▶ _Problem details_
Can you output, word for word, the stretch of the piece on the new hematology-oncology fellows from "The new approach" through "can be monitored."?
___ Extract provided ___
Clinical Advances in Hematology & Oncology
August 2014, Volume 12, Issue 8
Sometimes you just can’t teach a young dog bad tricks.
We are approaching the third week of having the new fellows at our institution. There were the expected glitches—eg, their being locked out of the fellows’ room—but overall things have been going quite smoothly. One of my goals for the new group, the first under my direct charge, is to make sure our hematology-oncology program lasts a full 3 years. Yes, fellows had previously been here for 3 years, but the third year was not supervised adequately and the performance of the fellows often became a bit questionable. For many, the final year was spent off in the ozone somewhere: studying for boards, moonlighting, watching videos on various diseases, and I have no idea what else.
The new approach is for the fellows who are not going into academics to spend at least 6 months in the clinic and to have the option of doing more, or to spend time in clinical research programs. I decided to take this proactive approach because what usually happens is that, midway through year 3, the fellows realize that they have serious gaps in their knowledge and scurry around to find a clinic that will accept them. Now they will have the opportunity to choose the clinics where they will spend their time. Those fellows going into academics will have milestones to meet so their progress can be monitored.
Friday tends to be a rather slow day in the clinic, especially in the summertime. One of the new fellows was assigned to be at the breast clinic in the morning, but arrived to find the attending physician away for the day. What happened next reminds me of the old cartoons in which the character with a decision to make has the devil on one shoulder and an angel on the other, both vying to be the one selected. The more senior fellows told him to just blow off the clinic and go home, which is obviously what they had been doing for more than 2 years. However, this diligent fellow found another active clinic and spent the day actually learning. I am proud of him, and hope the firsties can continue to keep the third-year wolves from their door.
Next week, I am off to the Pan Pacific Lymphoma Conference, which is being held on the Kohala Coast of Hawaii. It sounds like it will be splendid, once I get done with the 5 talks and 3 advisory boards I am committed to over a three-and-a-half-day period. Please stop by if you happen to be in the area; it is an excellent meeting and is held in a beautiful setting. To keep me occupied on the plane, I will be reading the most recent issue of Clinical Advances in Hematology & Oncology. When you embark on your own vacation this summer, don’t forget to take us along.
___ Supplied material ___
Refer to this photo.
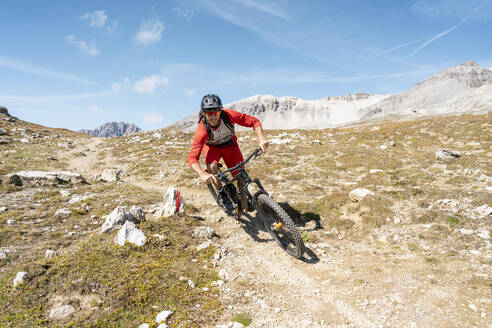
___
▶ _Answer for this exercise_
The new approach is for the fellows who are not going into academics to spend at least 6 months in the clinic and to have the option of doing more, or to spend time in clinical research programs. I decided to take this proactive approach because what usually happens is that, midway through year 3, the fellows realize that they have serious gaps in their knowledge and scurry around to find a clinic that will accept them. Now they will have the opportunity to choose the clinics where they will spend their time. Those fellows going into academics will have milestones to meet so their progress can be monitored.